(GIVEN DATA)
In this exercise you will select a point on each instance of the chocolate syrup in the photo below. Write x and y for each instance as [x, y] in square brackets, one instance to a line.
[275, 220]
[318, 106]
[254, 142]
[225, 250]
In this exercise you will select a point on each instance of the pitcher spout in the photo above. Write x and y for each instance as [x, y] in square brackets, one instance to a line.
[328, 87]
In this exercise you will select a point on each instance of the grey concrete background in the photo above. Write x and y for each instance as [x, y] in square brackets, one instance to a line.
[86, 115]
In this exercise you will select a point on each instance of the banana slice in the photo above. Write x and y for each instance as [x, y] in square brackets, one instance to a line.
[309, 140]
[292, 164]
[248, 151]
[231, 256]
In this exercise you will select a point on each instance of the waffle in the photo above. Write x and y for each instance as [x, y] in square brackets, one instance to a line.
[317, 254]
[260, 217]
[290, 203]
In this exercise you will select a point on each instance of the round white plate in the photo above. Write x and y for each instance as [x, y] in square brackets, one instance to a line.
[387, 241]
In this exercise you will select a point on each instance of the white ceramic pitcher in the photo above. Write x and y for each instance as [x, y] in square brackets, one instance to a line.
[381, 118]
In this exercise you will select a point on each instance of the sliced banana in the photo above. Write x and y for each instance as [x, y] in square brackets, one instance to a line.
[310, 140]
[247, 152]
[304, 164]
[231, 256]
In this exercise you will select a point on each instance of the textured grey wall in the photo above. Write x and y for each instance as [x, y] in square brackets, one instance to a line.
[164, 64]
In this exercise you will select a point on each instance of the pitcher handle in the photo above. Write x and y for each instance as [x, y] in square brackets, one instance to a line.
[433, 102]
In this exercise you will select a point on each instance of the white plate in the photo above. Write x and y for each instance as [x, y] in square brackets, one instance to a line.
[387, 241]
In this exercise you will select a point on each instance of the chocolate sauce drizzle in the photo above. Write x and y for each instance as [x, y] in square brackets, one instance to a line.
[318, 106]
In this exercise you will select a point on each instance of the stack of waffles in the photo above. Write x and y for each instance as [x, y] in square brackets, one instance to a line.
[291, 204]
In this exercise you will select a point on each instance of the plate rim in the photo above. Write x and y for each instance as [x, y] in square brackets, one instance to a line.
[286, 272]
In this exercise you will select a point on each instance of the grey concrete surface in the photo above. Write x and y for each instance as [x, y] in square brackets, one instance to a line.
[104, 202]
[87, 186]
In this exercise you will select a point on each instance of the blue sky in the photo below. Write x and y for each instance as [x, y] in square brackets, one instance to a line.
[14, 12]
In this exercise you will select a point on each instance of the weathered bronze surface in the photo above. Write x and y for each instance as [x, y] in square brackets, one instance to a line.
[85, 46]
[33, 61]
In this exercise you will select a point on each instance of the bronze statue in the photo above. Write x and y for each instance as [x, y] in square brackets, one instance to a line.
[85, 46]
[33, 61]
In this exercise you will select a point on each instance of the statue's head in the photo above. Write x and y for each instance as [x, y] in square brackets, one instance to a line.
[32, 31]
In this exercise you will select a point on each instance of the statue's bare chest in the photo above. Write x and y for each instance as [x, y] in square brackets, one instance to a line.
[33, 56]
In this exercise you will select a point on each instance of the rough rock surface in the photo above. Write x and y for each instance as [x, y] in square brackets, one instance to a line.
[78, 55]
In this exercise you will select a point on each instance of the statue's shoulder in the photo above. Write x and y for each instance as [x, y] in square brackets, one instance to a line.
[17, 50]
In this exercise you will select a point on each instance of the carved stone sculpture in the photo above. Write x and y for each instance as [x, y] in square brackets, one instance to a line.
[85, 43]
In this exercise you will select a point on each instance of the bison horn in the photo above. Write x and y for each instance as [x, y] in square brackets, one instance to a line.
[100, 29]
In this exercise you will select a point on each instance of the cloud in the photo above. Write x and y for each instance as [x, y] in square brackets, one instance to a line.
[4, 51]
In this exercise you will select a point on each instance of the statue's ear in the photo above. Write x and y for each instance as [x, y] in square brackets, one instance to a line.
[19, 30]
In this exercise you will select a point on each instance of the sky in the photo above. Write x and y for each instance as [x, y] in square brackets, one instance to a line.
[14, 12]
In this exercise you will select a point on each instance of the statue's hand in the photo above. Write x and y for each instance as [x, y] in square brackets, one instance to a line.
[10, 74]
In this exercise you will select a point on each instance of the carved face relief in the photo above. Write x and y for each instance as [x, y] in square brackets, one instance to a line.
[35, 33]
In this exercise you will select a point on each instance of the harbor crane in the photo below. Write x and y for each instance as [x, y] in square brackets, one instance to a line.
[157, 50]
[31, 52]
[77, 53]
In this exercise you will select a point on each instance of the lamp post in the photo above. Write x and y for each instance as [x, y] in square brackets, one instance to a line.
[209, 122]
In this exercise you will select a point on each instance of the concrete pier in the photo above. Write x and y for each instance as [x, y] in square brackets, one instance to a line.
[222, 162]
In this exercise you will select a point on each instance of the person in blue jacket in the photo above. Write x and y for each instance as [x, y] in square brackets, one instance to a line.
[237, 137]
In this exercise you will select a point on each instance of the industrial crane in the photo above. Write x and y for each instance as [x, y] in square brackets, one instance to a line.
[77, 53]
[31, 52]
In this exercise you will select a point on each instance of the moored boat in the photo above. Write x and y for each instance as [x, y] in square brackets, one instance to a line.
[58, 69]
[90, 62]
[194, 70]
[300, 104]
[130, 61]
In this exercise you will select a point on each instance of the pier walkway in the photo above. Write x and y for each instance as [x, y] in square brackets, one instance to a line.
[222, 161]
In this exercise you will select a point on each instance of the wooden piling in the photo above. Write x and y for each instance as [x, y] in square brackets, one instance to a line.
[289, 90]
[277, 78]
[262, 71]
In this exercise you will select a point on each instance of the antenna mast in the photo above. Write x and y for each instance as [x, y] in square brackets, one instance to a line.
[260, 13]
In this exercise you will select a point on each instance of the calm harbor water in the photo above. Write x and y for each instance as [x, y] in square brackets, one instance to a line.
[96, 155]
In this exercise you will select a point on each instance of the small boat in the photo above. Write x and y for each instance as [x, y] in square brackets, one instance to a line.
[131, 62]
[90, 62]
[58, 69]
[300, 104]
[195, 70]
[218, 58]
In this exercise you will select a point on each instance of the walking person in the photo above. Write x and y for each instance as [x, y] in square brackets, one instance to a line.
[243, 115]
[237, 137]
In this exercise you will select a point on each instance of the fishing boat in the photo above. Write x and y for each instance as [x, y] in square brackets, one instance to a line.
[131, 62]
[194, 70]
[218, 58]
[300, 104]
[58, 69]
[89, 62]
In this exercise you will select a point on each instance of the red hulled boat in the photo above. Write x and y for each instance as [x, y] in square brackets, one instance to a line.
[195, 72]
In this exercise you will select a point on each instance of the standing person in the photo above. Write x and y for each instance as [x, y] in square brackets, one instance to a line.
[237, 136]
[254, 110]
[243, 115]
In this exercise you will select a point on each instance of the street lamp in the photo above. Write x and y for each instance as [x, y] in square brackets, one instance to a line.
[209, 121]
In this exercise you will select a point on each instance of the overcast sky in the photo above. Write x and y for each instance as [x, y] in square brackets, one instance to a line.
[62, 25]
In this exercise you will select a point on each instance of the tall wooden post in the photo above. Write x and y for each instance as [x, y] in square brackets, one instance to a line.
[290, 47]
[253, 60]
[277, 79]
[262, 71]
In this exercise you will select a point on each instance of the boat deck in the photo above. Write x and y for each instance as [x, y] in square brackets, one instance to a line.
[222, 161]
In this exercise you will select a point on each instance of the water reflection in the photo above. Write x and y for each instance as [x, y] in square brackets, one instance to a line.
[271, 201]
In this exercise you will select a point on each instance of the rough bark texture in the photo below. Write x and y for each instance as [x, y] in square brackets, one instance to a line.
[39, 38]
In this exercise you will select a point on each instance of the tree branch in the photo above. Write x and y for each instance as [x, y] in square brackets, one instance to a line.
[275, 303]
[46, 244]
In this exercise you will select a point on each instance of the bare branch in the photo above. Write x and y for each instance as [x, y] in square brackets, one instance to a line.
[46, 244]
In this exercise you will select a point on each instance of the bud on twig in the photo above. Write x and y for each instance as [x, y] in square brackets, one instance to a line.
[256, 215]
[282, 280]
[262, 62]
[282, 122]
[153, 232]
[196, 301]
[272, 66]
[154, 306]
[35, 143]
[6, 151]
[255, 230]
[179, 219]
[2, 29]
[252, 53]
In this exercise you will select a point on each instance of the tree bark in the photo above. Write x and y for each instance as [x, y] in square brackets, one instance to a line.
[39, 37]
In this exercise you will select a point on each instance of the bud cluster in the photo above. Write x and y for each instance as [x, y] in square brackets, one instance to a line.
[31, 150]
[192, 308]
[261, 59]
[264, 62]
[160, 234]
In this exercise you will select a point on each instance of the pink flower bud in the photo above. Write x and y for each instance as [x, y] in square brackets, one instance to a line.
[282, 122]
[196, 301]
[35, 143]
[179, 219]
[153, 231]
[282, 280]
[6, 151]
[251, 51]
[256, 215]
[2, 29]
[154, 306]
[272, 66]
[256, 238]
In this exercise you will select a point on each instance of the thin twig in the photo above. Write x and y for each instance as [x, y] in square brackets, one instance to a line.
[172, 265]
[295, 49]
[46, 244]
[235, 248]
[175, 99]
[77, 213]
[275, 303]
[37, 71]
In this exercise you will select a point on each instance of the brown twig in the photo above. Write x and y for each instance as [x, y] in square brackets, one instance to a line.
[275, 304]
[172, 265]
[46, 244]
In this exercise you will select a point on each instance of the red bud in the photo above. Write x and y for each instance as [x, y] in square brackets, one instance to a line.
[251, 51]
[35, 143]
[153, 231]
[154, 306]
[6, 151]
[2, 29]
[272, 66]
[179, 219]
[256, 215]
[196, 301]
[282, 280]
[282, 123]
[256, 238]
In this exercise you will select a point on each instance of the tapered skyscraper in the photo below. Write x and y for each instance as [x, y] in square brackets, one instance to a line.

(TASK BRIEF)
Set down only these lines, exactly: the line containing "of the thin" and each line after it, through the end of the listing.

(FULL OUTPUT)
In this exercise you will select a point on each instance of the thin twig in the photo above. Write x and y for each instance as [x, y] in square brackets, one instance to a line.
[172, 265]
[295, 49]
[46, 244]
[235, 248]
[175, 99]
[77, 213]
[275, 303]
[37, 71]
In this exercise you will select a point on each instance of the brown twig in the photo above. Write x and y for each instance as [x, y] in square brackets, one instance to a line.
[275, 304]
[172, 265]
[46, 244]
In this exercise you will select a point on each instance of the red bud in the photo above. Write x and y for each instance as [x, y] in square brackets, one instance to a line.
[251, 51]
[35, 143]
[153, 231]
[154, 306]
[6, 151]
[2, 29]
[272, 66]
[179, 219]
[256, 215]
[196, 301]
[282, 280]
[282, 123]
[256, 238]
In this exercise you will select a point on each instance of the tapered skyscraper in the photo below. Write x and y for each instance as [x, y] in square brackets, one instance to a line.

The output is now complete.